### WHAT NEEDS TO BE DONE
Copy this listing line for line, leaving every value unchanged.

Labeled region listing
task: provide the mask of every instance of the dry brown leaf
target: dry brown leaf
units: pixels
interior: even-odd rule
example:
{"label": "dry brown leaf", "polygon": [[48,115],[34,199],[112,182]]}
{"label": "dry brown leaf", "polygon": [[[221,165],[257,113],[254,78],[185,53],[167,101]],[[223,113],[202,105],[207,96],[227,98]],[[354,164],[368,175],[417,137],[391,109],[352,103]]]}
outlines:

### TASK RESULT
task: provide the mask of every instance of the dry brown leaf
target: dry brown leaf
units: pixels
interior: even-odd rule
example:
{"label": "dry brown leaf", "polygon": [[48,115],[34,199],[112,182]]}
{"label": "dry brown leaf", "polygon": [[[221,165],[257,113],[254,78],[185,53],[167,101]],[[223,113],[202,105],[207,96],[227,98]],[[354,164],[368,175],[417,137],[391,109],[352,103]]]}
outlines:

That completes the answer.